[Text section]
I read an Asimov article where he would get this a lot. His usual response was “How about* I *give *you *an idea, *you *write the book, and we share the profits?”
I’m mostly a hardware guy (although I do a lot of embedded controller programming). I was introduced to someone who had an idea he wanted help with. It was a special purpose PDA-type device which was designed to track baseball stats when the user was at the game (I had no idea that was a ‘thing’). I listened carefully to what he wanted to do, and then I started to ask him questions, like what kind of display he wanted. He told me he wanted a VGA (or better) resolution touchscreen. I asked him how much this device was going to sell for (retail) and he said $20. I think I actually laughed at him. This was years before smartphones were ubiquitous, and at that time, the display alone was at least $50-$75 in production quantities (millions). I told him that I didn’t think it could be made for less than $100, and he got mad at me.
Well, to be fair, production companies will buy treatments. Sometimes that’s all they want, because they have a specific writer in mind whom they’ve worked with before & think said writer is a better investment than the unknown standing in front of them.
I’d think nothing of someone pitching a movie without a full script. In fact, I’d say they’re smart to not waste their time on something that the producer may not even want to see.

[Information provided]
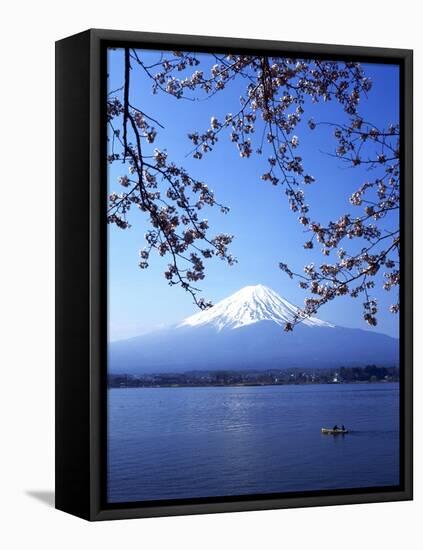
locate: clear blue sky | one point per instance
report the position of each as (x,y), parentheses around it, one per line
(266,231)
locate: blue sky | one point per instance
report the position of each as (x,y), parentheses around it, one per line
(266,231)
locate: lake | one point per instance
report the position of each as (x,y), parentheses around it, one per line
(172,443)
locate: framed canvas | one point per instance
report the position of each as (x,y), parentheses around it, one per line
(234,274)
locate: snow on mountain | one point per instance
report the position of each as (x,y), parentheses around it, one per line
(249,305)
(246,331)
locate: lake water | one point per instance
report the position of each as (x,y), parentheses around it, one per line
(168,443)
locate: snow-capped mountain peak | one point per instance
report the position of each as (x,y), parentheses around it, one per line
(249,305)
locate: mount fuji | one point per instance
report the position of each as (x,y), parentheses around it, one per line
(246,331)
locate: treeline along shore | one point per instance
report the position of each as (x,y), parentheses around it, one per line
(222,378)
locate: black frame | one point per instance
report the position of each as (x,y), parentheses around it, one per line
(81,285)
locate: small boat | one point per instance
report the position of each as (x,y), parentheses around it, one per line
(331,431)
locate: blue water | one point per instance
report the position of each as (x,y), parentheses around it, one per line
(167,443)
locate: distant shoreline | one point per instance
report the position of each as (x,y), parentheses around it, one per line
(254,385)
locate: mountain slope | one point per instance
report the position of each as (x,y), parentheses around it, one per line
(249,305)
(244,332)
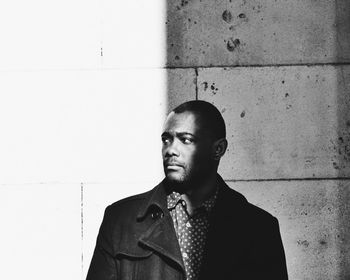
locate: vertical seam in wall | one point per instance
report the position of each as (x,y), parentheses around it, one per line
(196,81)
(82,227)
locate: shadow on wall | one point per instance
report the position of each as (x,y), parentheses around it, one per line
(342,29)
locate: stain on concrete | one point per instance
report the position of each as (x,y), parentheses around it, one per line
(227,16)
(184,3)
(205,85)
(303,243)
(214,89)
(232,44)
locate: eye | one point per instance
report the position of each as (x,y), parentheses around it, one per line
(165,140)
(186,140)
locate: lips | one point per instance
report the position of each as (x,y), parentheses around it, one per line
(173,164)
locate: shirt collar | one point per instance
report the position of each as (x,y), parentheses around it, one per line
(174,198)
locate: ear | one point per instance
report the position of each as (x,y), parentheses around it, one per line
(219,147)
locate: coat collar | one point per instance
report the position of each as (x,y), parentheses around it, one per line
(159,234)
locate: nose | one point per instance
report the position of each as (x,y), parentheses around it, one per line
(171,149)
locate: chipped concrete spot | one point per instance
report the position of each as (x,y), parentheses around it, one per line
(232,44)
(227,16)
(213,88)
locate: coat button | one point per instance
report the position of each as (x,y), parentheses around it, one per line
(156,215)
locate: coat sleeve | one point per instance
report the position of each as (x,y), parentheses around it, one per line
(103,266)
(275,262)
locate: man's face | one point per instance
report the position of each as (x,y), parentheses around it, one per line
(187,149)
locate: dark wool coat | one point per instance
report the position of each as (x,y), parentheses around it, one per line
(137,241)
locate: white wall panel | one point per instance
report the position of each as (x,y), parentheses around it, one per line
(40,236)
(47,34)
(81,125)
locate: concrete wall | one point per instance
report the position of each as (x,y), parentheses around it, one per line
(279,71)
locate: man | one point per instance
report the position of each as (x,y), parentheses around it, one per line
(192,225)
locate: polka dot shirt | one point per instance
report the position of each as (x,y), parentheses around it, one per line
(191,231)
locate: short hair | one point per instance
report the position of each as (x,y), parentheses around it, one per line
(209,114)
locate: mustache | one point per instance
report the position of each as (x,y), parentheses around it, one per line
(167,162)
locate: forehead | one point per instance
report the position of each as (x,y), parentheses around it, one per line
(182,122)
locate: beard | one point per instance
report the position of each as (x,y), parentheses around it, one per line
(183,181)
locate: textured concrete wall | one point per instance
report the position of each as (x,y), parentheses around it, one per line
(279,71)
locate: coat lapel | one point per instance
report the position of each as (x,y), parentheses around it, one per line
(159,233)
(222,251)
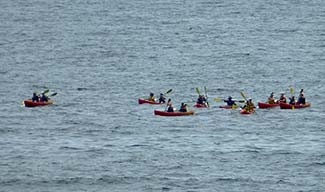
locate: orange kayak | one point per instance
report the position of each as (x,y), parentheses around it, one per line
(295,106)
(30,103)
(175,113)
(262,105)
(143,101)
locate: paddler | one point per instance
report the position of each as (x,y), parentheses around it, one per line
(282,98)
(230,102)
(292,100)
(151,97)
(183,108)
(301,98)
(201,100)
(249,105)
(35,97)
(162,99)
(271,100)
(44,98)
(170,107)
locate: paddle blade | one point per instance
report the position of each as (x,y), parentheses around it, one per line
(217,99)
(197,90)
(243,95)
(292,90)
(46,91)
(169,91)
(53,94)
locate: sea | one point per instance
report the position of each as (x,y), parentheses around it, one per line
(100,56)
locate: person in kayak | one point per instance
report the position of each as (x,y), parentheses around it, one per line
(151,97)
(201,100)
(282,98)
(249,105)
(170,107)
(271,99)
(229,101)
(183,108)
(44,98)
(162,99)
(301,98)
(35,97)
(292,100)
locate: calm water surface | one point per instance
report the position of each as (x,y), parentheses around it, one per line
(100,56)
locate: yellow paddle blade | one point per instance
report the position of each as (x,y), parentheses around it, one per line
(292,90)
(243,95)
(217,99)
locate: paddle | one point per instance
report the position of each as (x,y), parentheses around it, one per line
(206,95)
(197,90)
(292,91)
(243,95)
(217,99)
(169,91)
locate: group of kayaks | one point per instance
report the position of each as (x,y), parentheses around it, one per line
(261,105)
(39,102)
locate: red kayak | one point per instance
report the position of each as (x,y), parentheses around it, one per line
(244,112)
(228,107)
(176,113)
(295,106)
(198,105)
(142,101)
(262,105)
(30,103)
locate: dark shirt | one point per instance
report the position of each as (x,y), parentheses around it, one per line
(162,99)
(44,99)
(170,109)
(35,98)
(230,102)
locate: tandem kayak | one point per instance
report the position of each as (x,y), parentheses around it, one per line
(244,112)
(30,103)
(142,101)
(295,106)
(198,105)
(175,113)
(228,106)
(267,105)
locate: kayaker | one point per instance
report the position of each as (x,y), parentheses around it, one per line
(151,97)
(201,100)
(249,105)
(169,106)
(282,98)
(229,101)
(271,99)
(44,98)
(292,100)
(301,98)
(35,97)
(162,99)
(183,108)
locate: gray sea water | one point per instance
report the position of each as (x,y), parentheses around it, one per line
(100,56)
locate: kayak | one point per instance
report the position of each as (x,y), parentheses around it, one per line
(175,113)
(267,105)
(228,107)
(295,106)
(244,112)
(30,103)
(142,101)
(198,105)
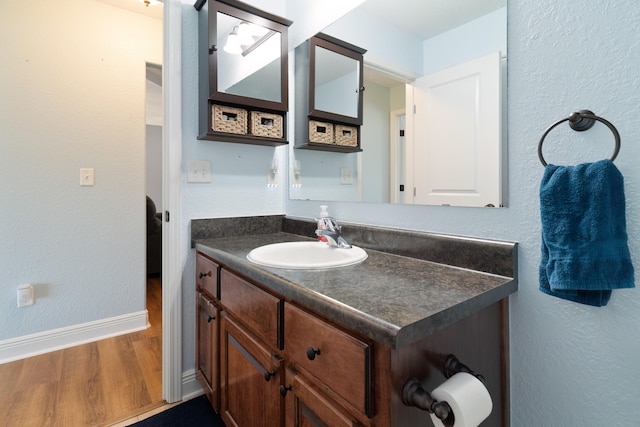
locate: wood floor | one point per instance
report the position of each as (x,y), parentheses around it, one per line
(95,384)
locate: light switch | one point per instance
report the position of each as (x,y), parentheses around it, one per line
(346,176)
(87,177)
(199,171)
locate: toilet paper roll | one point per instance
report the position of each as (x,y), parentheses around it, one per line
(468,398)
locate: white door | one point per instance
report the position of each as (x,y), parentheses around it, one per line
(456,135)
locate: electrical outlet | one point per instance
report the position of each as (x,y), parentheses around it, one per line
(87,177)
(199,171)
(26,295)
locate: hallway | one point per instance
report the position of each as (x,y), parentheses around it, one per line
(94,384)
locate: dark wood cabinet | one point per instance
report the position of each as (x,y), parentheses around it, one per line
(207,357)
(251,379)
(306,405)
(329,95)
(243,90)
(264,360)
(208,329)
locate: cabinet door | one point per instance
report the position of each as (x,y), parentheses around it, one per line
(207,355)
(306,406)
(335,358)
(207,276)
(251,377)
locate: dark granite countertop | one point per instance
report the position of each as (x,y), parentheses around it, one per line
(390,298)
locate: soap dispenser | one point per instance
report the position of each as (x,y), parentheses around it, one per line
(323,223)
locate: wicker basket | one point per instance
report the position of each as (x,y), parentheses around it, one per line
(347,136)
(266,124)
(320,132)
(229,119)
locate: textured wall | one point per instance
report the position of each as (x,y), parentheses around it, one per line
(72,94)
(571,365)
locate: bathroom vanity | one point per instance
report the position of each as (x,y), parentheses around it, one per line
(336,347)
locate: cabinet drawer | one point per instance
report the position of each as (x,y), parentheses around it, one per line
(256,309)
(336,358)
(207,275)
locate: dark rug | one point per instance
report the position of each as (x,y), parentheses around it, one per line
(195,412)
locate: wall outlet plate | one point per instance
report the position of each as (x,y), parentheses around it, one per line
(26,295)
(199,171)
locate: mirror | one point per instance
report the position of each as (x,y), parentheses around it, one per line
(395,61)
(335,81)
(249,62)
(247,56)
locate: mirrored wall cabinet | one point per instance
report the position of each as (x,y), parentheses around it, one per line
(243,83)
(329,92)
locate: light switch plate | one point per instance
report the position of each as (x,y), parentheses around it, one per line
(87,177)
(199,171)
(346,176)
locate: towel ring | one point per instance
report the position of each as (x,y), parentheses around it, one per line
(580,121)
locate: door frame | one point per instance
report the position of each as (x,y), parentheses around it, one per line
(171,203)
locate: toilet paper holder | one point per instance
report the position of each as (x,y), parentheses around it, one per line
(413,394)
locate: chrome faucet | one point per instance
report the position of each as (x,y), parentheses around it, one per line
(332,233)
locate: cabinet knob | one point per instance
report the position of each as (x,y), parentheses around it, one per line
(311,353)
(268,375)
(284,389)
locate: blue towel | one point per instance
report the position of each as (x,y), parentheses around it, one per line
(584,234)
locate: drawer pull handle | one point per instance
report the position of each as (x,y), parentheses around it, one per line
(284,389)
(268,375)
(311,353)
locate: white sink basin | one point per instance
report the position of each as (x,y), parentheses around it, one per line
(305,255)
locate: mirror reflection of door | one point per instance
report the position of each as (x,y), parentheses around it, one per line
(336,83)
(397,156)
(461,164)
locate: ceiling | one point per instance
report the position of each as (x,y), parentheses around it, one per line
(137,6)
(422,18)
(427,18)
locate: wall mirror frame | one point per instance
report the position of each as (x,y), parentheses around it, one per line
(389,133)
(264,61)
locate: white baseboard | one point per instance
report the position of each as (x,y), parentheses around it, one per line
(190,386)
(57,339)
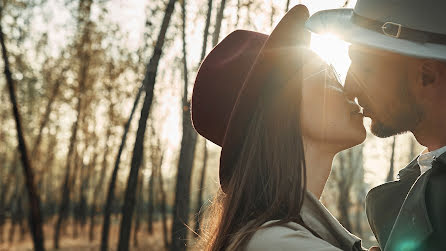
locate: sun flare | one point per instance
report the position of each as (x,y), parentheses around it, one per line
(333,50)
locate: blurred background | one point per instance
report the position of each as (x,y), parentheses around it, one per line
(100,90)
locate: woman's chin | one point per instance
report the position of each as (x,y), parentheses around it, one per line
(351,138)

[List of tasks]
1. Repeat the text on pitching ideas from "Well, to be" to "want to see.".
2. Carry on the text on pitching ideas from the point where it stops.

[Answers for each item]
1.
Well, to be fair, production companies will buy treatments. Sometimes that’s all they want, because they have a specific writer in mind whom they’ve worked with before & think said writer is a better investment than the unknown standing in front of them.
I’d think nothing of someone pitching a movie without a full script. In fact, I’d say they’re smart to not waste their time on something that the producer may not even want to see.

2.
Except that the ground floor of Netflix was in 1997, five years before, and wouldn’t move into video streaming for another five years, 2007, and Hulu also wasn’t announced until 2006 and didn’t form until 2007. While the estimate for movie rights was insanely high, the $10-15 billion for network infrastucture was low - there just wasn’t that kind of bandwidth available in most places, and trying to get 2007 speeds in 2002 would not be cheap. Hulu was valued at around $1 billion in 2007 and Neflix was also similarly large, so the friend would probably need that kind of capital to do a streaming movie business, which isn’t likely if he’s doing a ‘friends and relatives’ business investment.
So no, Wolfman’s friend was half a decade too late to get in on the ground floor of Netflix, and half a decade too early for the streaming game to start.